• _Tasks and exercises_
(A) Using the food forest text, explain how a food forest can cut the need for pesticides and fertilizers. Answer in one to three sentences.
(B) Copy from the food forest text word for word, beginning at the words "The goal of" and stopping after "range of species.".

• _Text_
In response to the unsustainable practices and negative externalities of the modern industrial monocrop agriculture complex, there has been growing interest in permaculture and food forests as a sustainable way to produce food. Permaculture is a philosophy and set of practices that aims to create regenerative ecosystems that are self-sufficient and promote biodiversity. Food forests, also known as forest gardens, are an example of a permaculture design that mimics the structure and function of a natural forest ecosystem.

So, what exactly is a food forest? Essentially, it is a type of agroforestry system that combines fruit and nut trees, shrubs, herbs, and perennial vegetables to create a diverse, low-maintenance food production system. The idea is to mimic the layers of a natural forest, with a canopy layer of tall trees, an understory layer of shorter trees and shrubs, a herbaceous layer of groundcovers and herbaceous plants, and a root layer of bulbs, tubers, and other perennial vegetables.

The goal of a food forest is not just to produce food, but to create a self-sustaining ecosystem that benefits both humans and the environment. By using permaculture principles like companion planting, nutrient cycling, and species symbiosis, a food forest can increase productivity and resilience while reducing the need for external inputs like pesticides and fertilizers.

One key aspect of food forests is the use of species symbiosis, or the interdependent relationships between different species in an ecosystem. In a food forest, each plant plays a specific role in the ecosystem, whether it is fixing nitrogen, providing shade, attracting pollinators, or repelling pests. By selecting plants that complement each other and create mutually beneficial relationships, a food forest can become a thriving, diverse ecosystem that supports a wide range of species.

• _Collected material_
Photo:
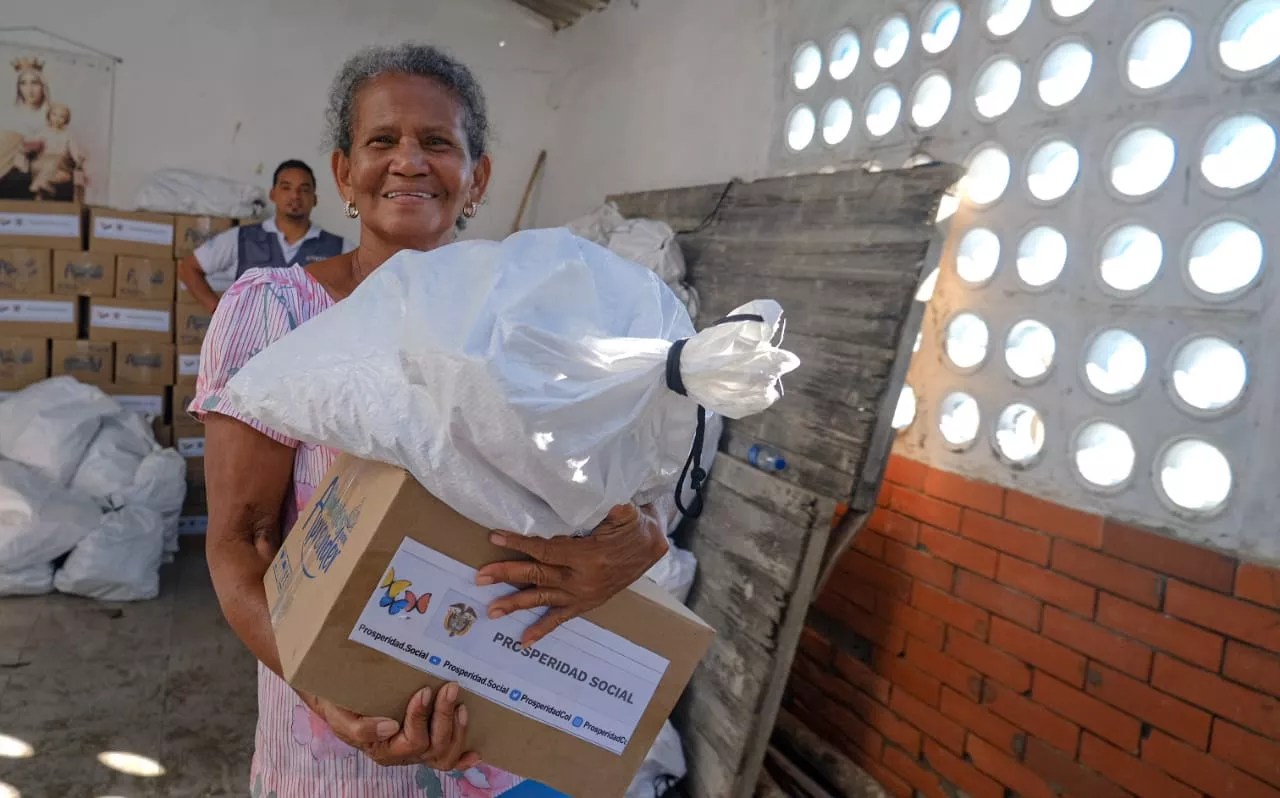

• _Answers per task_
(A) A food forest relies on permaculture principles such as companion planting, nutrient cycling, and species symbiosis. These principles raise productivity and resilience while reducing the need for external inputs like pesticides and fertilizers.

(B)
The goal of a food forest is not just to produce food, but to create a self-sustaining ecosystem that benefits both humans and the environment. By using permaculture principles like companion planting, nutrient cycling, and species symbiosis, a food forest can increase productivity and resilience while reducing the need for external inputs like pesticides and fertilizers.

One key aspect of food forests is the use of species symbiosis, or the interdependent relationships between different species in an ecosystem. In a food forest, each plant plays a specific role in the ecosystem, whether it is fixing nitrogen, providing shade, attracting pollinators, or repelling pests. By selecting plants that complement each other and create mutually beneficial relationships, a food forest can become a thriving, diverse ecosystem that supports a wide range of species.